-- PAGE EXTRACT follows --

Carl Bialik, i.e. the Numbers Guy at WSJ, wrote a nice piece (link) trying to explain something that is very difficult to explain to a general audience... the notion of statistical significance. He discusses this in relation to the experiments that have supposedly proved the existence of the Higgs boson.
I won't repeat his entire piece here. I have these thoughts while reading the piece:
The physicists talk about LEE - the look elsewhere effect. In statistics, we call this "multiple comparisons". We are typically looking for something out of the ordinary, say the agent that causes an illness. But patients do fall ill by themselves. So when the event occurs, we have to determine if it is explained by something extraordinary or is it just a normal event? We want to reduce the chance of a false positive finding. The harder you look, the more likely we will discover something that turns out to be false.
In Chapter 2 of Numbers Rule Your World, I talked about epidemiologists using questionnaires to help unlock the source of e-coli infections. The theory is that if food X is the cause of the outbreak, then a much higher proportion of those patients who fell ill (the cases) should have consumed X than those people who did not fall ill (the controls). The key issue is what is food X? The "multiple comparisons" issue is that if the epidemiologists asked about every possible variation of all food items, to the depth of say Brand Y green-red spinach with 2-inch stems packed in 10-ounce clear plastic bags, then they run the risk of identifying the wrong culprit.
Imagine finding the average case and the average control and seating them on the same stage. We ask them how many eggs they have eaten last week. Case said 2 and control said 3. That's not a big enough difference to say eggs caused the case to get ill and not the control. We then ask about hamburgers. Case said 1 and control ate none. Imagine going from food to food to food. Eventually we will chance upon some food item in which one side ate a lot more/less than the other side. Does this difference prove that that food item caused the e-coli infection? Or is it that these two groups of people have certain differences in eating habits regardless of their e-coli status?

-- PAGE EXTRACT concluded --

== STUDY QUESTIONS ==
[1] In the blog post on statistical significance, what do statisticians call what physicists term the look elsewhere effect?
[2] Reproduce the blog post on statistical significance word for word from "Carl Bialik, i.e." to "the Higgs boson.".
[3] Write the next part of the blog post on statistical significance, picking up after its final sentence.

-- EXTRACTED MATERIAL follows --

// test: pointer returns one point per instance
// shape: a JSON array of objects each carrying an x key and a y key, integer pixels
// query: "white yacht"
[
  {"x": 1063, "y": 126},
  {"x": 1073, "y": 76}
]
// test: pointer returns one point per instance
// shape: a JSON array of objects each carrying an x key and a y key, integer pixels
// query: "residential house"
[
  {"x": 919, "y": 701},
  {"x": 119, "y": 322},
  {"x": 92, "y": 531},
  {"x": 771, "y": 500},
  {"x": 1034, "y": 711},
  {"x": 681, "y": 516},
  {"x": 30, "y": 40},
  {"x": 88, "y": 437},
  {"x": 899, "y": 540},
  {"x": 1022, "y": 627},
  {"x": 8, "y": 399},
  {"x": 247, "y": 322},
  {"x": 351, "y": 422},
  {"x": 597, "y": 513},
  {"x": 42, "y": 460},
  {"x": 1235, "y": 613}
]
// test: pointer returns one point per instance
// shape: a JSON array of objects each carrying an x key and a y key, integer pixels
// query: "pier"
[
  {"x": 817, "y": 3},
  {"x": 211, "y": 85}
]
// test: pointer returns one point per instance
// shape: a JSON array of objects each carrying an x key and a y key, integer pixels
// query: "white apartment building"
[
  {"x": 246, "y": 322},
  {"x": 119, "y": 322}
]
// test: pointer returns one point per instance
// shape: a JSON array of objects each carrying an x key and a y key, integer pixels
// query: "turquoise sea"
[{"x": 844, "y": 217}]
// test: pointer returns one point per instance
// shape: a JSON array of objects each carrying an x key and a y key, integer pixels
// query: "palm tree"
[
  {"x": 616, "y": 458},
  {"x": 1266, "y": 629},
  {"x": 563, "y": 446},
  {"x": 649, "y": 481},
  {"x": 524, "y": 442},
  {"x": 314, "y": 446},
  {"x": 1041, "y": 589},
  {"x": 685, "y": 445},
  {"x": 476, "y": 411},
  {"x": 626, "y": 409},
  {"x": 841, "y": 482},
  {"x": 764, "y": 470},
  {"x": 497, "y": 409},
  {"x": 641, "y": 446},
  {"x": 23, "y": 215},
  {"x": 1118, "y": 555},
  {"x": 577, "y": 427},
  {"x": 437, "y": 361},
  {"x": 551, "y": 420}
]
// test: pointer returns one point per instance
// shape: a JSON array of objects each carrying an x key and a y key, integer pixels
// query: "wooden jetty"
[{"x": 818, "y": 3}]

-- EXTRACTED MATERIAL concluded --
-- EXTRACTED MATERIAL follows --

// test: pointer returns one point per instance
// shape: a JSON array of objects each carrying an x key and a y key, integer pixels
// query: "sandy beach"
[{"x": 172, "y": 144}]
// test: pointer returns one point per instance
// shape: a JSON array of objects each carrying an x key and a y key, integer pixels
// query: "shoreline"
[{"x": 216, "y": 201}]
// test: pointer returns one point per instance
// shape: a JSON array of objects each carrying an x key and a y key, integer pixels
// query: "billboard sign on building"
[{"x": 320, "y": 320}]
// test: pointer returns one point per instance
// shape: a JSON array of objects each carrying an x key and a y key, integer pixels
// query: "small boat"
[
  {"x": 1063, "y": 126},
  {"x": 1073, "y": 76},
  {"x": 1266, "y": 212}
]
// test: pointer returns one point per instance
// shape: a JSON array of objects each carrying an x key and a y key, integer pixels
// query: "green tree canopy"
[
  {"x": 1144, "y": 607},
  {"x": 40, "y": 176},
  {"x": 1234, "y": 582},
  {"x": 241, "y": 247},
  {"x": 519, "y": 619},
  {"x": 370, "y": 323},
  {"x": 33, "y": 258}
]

-- EXTRACTED MATERIAL concluded --

== ANSWERS BY ITEM ==
[1] Multiple comparisons.

[2]
Carl Bialik, i.e. the Numbers Guy at WSJ, wrote a nice piece (link) trying to explain something that is very difficult to explain to a general audience... the notion of statistical significance. He discusses this in relation to the experiments that have supposedly proved the existence of the Higgs boson.

[3]
Still not convinced. Imagine finding the average person wearing a bracelet/wristband and the average person who isn't wearing one. Ask them about what food they ate and go through all the same food items. If the list is long enough, we will surely find something that differentiates them. Is the difference caused by the wristband? That's the danger of "look elsewhere".
You will notice that we don't have a "solution" for this problem. All we do is to make the standard of evidence tougher. We just accept that this is a workplace hazard.
As Carl pointed out, the medical context is in some ways diametrically opposite to the particle physics context. In epidemiology, data is extremely scarce, and we must look for very big differences to be comfortable about the result. In particle physics, we have lots of data that are generated in controlled experiments, and we are looking for tiny differences. This explains why the standard for accepting a finding is so much higher in physics than in medicine.
The other reason is that we believe that the laws of physics are immutable so even tiny deviations can disprove a theory. Biology (economics, psychology, etc.) does not have immutable laws - in fact, there are lots of causes acting together for almost anything, and when it comes to psychology (unless you don't believe in free will), even the same person is likely to act differently when presented with the same scenario twice. This is to say, small variations do not destroy such theories.